TEXT BLOCK:

========================================

China’s COVID outbreak could be good news for investors

The lockdown in Shanghai, accompanied by media accounts of food shortages and unreported deaths, are evoking painful recollections of January 2020 and the central city of Wuhan, where COVID-19 first broke out. For investors, the memory will also include the economic stimulus that China unleashed then to fight off a recession — as well as the bull market that ensued.

That may explain why China’s main stock indexes have not sunk below their mid-March low, even as the number of COVID cases soared. Counterintuitively, since the initial outbreak in 2020, index returns were positively — not negatively — correlated with the number of cases, according to Goldman Sachs.

There has been talk of China being “uninvestable”, but help could be on the way. Credit:PA

By now, China has built a track record of containing COVID outbreaks. As such, investors are looking through the short-term economic losses, and focusing instead on the policy goodies that Beijing is willing to hand out.

This time, the government may not be willing to shower the country with helicopter money. In 2020, a rapid expansion in credit caused the real estate market to overheat, driving home sales and prices to records. Then China spent much of 2021 trying to cool it down, argued Gavekal Research’s Wei He.

========================================

CHECK YOUR UNDERSTANDING:
1. In the article on China's COVID outbreak and investors, which firm reported that index returns were positively correlated with the number of cases?
2. Carry on the article about China's COVID outbreak and investors, starting after its last sentence.

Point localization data
========================================

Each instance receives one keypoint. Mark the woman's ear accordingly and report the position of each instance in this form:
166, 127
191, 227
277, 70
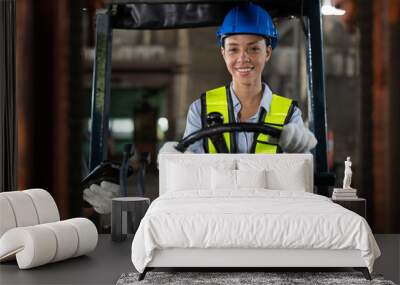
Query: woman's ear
269, 53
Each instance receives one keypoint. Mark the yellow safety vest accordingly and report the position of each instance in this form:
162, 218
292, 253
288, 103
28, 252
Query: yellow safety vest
219, 100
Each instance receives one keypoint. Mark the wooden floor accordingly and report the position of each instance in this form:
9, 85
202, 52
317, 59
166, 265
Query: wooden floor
110, 260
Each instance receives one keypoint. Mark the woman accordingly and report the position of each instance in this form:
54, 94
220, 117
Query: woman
247, 38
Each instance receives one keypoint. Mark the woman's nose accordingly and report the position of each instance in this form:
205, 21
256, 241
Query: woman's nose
244, 56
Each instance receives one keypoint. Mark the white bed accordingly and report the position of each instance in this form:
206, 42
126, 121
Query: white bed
247, 210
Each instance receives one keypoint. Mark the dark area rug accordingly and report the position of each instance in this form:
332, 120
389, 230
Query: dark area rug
243, 278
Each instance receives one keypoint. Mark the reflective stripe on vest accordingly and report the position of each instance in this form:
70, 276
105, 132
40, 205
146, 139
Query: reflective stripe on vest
278, 115
216, 100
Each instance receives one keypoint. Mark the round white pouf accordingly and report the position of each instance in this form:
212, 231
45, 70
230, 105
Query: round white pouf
45, 205
87, 235
67, 240
7, 218
33, 246
23, 208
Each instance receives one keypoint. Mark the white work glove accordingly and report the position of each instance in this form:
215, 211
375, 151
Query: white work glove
296, 139
100, 196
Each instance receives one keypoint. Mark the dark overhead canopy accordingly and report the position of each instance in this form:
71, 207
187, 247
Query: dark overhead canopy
163, 14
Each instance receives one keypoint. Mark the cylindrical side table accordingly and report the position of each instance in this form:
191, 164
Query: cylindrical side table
126, 214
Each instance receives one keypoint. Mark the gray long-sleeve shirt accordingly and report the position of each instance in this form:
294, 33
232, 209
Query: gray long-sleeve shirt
244, 140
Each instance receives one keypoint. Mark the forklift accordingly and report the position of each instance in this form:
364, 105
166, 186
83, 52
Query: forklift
179, 14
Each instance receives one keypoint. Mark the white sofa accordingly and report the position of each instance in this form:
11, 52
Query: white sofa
31, 230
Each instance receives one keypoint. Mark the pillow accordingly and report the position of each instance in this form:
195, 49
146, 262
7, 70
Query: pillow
283, 172
183, 177
223, 179
251, 178
295, 180
193, 172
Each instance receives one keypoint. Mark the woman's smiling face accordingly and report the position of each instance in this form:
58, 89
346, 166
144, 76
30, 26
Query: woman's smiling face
245, 57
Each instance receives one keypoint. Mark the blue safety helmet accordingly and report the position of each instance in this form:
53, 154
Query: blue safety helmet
248, 18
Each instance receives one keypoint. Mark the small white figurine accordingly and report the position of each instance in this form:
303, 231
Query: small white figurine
347, 174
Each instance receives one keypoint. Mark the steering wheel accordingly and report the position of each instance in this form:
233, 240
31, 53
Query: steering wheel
215, 132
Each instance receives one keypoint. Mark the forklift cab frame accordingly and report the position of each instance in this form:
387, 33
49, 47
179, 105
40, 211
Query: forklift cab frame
175, 14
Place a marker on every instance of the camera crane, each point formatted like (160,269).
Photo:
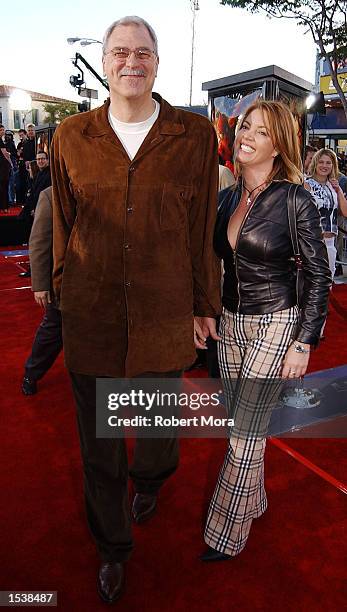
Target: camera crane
(78,81)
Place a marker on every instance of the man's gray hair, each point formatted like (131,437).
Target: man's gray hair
(130,20)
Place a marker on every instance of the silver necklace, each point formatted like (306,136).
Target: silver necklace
(249,199)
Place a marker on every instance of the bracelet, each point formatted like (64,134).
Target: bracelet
(298,348)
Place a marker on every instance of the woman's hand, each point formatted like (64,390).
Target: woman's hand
(203,328)
(295,364)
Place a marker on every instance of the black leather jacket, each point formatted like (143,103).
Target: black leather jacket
(260,276)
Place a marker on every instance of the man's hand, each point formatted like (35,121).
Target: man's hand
(335,185)
(42,298)
(203,328)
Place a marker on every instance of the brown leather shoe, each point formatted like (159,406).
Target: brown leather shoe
(110,581)
(144,506)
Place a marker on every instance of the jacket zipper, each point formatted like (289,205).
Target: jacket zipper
(237,241)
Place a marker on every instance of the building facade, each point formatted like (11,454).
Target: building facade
(14,119)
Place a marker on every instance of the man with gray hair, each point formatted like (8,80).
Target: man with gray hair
(135,197)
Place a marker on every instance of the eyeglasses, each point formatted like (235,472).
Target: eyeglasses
(123,53)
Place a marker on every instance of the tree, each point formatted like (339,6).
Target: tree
(57,111)
(325,19)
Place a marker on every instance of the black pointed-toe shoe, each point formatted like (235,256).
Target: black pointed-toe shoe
(213,555)
(144,506)
(110,583)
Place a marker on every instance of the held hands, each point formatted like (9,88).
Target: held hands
(295,364)
(42,298)
(204,327)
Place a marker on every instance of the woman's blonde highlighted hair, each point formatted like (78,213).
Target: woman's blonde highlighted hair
(284,135)
(315,159)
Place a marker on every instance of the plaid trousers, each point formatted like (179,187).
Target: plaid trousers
(251,350)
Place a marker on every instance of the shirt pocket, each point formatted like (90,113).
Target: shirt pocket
(174,208)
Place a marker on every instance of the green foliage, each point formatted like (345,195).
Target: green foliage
(57,111)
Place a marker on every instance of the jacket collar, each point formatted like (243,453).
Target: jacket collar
(169,122)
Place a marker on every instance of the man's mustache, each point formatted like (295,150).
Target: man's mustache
(130,72)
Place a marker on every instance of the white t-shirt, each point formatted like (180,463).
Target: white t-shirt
(132,135)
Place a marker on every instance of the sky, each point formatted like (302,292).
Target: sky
(34,53)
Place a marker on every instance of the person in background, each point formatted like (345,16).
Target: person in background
(48,339)
(134,204)
(309,153)
(29,145)
(264,338)
(342,228)
(39,182)
(329,197)
(5,169)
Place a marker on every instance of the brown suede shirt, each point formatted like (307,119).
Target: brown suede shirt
(132,240)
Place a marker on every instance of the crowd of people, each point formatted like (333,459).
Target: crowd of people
(15,164)
(126,251)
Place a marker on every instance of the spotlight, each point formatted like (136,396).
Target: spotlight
(315,103)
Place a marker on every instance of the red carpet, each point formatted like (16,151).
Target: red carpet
(295,559)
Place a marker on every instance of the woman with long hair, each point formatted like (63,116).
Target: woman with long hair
(265,337)
(329,197)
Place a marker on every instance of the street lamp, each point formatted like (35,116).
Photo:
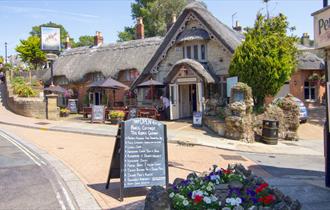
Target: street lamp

========================================

TASK-BY-TASK OUTPUTS:
1. Goldman Sachs

2.
These days, regulations and the political backdrop — not COVID outbreaks — have become influential trading themes. China can act on both those fronts to help its financial markets.


Chinese stocks had a major slump last July when the government moved to investigate Didi Global Inc. over possible cyber-security issues just days after the ride-hailing giant’s $US4.4 billion mega initial public offering in New York; the crackdown on big tech then stretched to more companies on issues such as data security and antitrust. In March, after Russia invaded Ukraine, stocks extended their losses, reflecting worries over secondary sanctions.

In recent days, we’ve started to see the first signs of the government unclenching its fists. On March 16, China’s top economic policy maker issued an unusual public statement seeking to “actively introduce policies that benefit markets.”

This week, came the first batch of new video game licenses since July, ending a months-long hiatus that threatened the business models of Tencent, Netease and Bilibili. Earlier this month, the government made a significant concession to the US Securities and Exchange Commission by revising rules that prevented US regulators from inspecting audit papers of New York-listed Chinese companies.